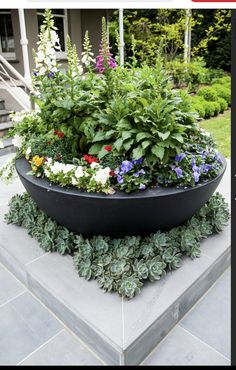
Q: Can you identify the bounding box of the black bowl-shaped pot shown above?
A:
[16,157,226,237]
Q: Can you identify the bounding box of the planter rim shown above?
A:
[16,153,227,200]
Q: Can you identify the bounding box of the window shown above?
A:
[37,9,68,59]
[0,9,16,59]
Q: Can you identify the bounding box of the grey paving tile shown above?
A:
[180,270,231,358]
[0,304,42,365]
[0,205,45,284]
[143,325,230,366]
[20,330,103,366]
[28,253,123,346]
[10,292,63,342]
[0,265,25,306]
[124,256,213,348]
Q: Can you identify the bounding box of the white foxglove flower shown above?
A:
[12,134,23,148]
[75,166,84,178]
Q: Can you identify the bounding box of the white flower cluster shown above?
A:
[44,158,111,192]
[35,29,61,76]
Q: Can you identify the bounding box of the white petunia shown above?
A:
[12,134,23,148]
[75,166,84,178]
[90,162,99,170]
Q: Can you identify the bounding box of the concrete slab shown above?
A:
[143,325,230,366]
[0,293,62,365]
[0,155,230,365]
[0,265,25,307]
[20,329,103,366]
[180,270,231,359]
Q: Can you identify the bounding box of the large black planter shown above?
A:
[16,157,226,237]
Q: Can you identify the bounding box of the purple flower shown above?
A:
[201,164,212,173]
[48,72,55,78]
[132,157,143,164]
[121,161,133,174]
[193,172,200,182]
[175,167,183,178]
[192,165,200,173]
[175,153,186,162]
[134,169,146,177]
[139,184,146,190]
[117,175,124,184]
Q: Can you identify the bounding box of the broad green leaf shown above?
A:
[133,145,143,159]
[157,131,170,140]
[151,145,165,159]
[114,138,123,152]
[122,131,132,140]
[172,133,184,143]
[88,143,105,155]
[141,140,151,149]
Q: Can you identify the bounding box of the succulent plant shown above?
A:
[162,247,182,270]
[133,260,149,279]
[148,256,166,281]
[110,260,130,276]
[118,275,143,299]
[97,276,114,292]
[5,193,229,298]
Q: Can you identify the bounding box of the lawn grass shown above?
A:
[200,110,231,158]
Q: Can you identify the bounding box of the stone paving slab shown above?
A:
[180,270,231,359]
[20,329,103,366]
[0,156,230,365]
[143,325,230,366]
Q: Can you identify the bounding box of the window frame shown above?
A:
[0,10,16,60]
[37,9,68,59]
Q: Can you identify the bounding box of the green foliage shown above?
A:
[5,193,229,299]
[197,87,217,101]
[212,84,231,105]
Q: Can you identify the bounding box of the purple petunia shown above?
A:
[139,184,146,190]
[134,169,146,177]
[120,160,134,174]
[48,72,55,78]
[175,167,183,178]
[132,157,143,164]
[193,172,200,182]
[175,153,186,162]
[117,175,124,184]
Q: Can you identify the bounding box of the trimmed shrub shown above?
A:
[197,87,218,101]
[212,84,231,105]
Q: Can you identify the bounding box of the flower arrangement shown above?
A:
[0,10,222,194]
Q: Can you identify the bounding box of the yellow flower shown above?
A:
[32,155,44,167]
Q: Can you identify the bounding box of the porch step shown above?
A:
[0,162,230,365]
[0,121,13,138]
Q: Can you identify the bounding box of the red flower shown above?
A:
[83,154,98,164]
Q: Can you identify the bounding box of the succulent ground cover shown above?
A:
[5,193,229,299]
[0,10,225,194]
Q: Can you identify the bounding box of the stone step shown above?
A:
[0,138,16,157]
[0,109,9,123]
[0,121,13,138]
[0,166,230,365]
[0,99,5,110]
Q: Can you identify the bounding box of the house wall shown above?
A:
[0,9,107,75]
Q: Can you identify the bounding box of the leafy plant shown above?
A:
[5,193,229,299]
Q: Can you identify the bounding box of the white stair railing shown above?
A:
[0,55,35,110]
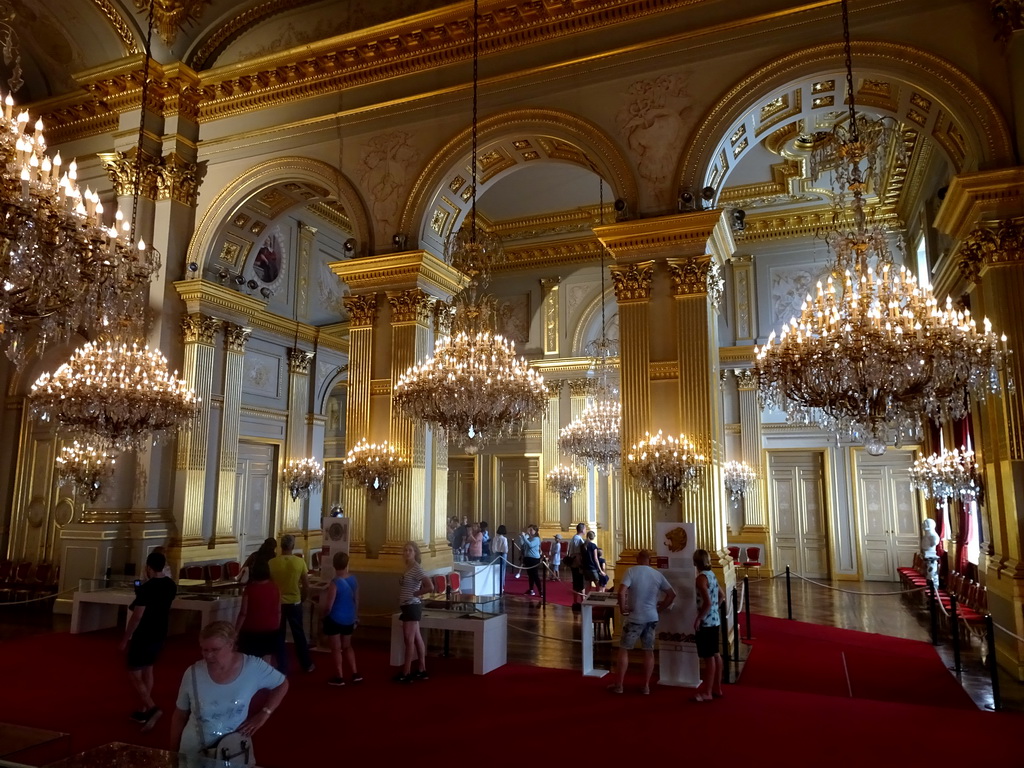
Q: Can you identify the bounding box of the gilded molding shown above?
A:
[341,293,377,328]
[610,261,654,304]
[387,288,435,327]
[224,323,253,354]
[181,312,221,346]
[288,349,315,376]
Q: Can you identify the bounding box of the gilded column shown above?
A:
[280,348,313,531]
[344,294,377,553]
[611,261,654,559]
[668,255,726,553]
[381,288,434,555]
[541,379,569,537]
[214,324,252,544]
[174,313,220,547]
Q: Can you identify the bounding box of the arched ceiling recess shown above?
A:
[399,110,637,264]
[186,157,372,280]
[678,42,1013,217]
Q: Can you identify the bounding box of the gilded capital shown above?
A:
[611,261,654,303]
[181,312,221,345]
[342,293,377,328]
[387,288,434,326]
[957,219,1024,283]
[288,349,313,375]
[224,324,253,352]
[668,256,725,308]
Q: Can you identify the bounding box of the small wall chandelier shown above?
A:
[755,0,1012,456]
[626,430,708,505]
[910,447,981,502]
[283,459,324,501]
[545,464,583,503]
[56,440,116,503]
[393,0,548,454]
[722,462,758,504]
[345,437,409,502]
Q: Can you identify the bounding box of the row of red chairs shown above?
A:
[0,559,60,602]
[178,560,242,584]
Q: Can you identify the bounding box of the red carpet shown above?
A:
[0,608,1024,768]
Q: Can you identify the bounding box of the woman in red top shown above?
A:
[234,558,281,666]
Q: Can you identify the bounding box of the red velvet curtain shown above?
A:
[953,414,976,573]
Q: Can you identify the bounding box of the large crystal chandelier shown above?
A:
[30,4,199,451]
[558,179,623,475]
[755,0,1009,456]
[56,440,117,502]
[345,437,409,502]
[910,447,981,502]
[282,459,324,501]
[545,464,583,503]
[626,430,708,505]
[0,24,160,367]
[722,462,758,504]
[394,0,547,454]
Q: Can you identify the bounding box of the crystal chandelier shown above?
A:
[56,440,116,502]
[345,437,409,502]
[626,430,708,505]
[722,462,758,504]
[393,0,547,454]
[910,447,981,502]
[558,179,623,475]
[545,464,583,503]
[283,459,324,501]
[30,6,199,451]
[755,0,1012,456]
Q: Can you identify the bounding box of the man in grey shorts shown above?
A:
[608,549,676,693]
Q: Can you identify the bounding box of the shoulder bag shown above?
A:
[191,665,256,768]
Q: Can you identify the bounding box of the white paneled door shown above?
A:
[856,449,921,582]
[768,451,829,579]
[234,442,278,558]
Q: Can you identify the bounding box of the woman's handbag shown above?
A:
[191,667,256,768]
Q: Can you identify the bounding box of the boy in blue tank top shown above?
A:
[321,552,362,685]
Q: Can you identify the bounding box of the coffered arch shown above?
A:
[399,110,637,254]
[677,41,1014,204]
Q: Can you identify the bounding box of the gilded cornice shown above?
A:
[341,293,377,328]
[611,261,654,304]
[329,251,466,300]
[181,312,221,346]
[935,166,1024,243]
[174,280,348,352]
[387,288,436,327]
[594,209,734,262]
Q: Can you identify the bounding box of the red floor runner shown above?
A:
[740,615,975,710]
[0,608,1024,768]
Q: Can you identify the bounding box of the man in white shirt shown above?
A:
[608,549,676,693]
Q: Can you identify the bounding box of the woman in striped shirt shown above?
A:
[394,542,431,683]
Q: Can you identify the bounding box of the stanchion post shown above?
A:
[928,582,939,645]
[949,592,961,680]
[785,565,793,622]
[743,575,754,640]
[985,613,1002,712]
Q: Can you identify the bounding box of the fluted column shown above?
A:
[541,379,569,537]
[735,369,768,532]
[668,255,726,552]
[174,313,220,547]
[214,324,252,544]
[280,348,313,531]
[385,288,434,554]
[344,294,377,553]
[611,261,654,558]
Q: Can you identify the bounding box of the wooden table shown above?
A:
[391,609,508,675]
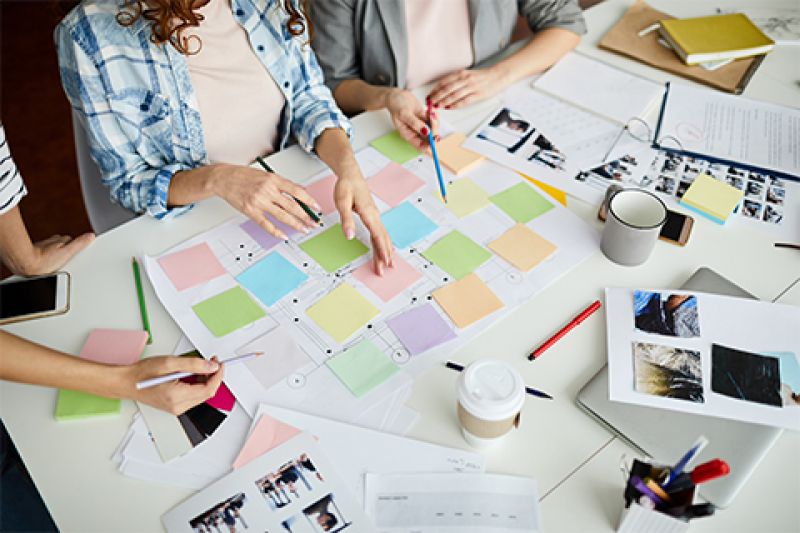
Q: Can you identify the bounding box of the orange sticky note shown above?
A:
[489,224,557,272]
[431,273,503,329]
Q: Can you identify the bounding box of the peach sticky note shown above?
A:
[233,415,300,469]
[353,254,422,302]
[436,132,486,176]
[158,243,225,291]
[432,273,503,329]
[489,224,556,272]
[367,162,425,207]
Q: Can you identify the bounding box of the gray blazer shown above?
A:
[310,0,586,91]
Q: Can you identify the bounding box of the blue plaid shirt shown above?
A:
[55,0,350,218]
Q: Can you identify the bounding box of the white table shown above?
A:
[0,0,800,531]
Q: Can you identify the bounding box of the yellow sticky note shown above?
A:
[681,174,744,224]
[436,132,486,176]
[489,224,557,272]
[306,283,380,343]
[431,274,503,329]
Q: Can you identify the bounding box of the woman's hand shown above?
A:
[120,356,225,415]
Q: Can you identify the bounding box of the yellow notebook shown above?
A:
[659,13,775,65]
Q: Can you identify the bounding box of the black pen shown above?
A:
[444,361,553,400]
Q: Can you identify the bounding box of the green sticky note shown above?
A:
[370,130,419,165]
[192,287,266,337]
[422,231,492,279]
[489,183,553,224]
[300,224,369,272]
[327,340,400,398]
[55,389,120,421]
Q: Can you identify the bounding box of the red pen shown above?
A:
--------------------------------------------------
== EXERCISE AIM ==
Reproduce, line for line, the stretch of the entries that begins with the line containing "Q: Can you identify the bounding box of the flower" and ends with the line containing "[0,10,225,194]", both of those lines included.

== COMPLETED TASK ==
Q: Can you identify the bounding box of the flower arrangement shown above?
A:
[0,10,222,194]
Q: Can you identify the bounding box of the yellow flower shown above?
A:
[32,155,44,167]
Q: Can you identify the bounding box of the porch step shown above?
A:
[0,162,230,365]
[0,121,13,138]
Q: Can you identify the bounding box of the red flower shown above?
A:
[83,154,98,164]
Q: Can you identify the bounding box of the succulent ground cover shown above?
A:
[5,193,229,299]
[0,10,225,194]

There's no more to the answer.